> [YOUR GOAL]: All lines below are to be transcribed exactly.

> [GIVEN DATA]:
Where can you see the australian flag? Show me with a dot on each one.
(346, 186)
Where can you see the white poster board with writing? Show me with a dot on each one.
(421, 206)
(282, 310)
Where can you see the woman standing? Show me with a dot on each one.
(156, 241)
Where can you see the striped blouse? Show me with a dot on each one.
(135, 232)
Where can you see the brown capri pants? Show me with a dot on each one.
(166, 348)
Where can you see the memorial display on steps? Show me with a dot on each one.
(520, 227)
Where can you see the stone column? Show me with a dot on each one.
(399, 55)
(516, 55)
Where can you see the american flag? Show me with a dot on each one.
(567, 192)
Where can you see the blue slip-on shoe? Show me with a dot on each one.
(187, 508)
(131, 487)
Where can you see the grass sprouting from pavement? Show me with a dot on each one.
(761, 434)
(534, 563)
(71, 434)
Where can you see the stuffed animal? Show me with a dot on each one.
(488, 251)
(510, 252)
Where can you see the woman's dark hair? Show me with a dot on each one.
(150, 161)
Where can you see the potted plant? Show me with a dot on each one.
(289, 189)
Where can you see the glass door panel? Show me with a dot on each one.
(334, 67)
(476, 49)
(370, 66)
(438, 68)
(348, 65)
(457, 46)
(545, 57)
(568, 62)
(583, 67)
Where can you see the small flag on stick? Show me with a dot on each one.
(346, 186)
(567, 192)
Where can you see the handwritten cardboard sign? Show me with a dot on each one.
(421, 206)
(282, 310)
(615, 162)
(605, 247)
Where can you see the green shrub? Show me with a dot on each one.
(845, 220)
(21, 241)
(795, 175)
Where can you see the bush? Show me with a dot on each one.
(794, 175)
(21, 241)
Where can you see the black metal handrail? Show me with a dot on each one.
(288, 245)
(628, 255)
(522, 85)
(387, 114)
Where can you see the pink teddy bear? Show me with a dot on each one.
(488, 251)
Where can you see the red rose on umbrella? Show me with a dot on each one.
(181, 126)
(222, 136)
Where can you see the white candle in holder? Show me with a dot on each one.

> [SOLUTION TO THE PROBLEM]:
Where can you see the australian flag? Show me with a dot on each one.
(346, 186)
Where can you see the white poster board with writing? Show me with a dot on each one.
(421, 206)
(282, 310)
Where can you see the woman standing? Show me with a dot on each one.
(156, 241)
Where can you see the striped blouse? Show me with a dot on each one.
(135, 232)
Where can you see the brown capri pants? Show me with a dot on each one.
(166, 348)
Where can you see the memorial display on steps? Show me with a dot on each one.
(520, 227)
Where can you see the stone column? Show me with a dot on each one.
(399, 55)
(516, 55)
Where can you see the american flag? Show me with a dot on each one.
(567, 192)
Where can you see the blue slip-on shoe? Show me with a dot on each one.
(187, 508)
(131, 487)
Where can you see the grass sprouting from pavement? Show me with a dot on each one.
(761, 434)
(534, 563)
(71, 434)
Where can you see the stuffed animal? Show me with a dot on each one.
(488, 251)
(510, 252)
Where can you see the woman's dark hair? Show me with a dot on each one.
(150, 161)
Where can you see the potted plant? Show me with a dot on each one.
(289, 189)
Where can you see the glass door panel? Show me with a dot on each one.
(334, 67)
(476, 49)
(370, 66)
(438, 68)
(348, 65)
(457, 46)
(545, 57)
(568, 62)
(583, 67)
Where can you see the small flag on stick? Show me with a dot on each one.
(346, 186)
(567, 192)
Where can you see the handwritten cardboard sign? Show me with a dot on each one.
(421, 206)
(282, 310)
(615, 162)
(605, 247)
Where can you see the green shrub? Show me with a dot on each one.
(845, 220)
(21, 241)
(795, 175)
Where can you see the bush? Show me with a dot on each one.
(794, 175)
(21, 241)
Where can you see the black metal handrail? Show me with a dot on each one.
(288, 245)
(628, 255)
(522, 85)
(387, 114)
Where can you see the pink teddy bear? Show me with a dot on each one.
(488, 251)
Where can you see the red rose on umbrella? Show me with a dot on each one.
(181, 126)
(222, 136)
Where can you see the white candle in holder? Show me with a dot on each one.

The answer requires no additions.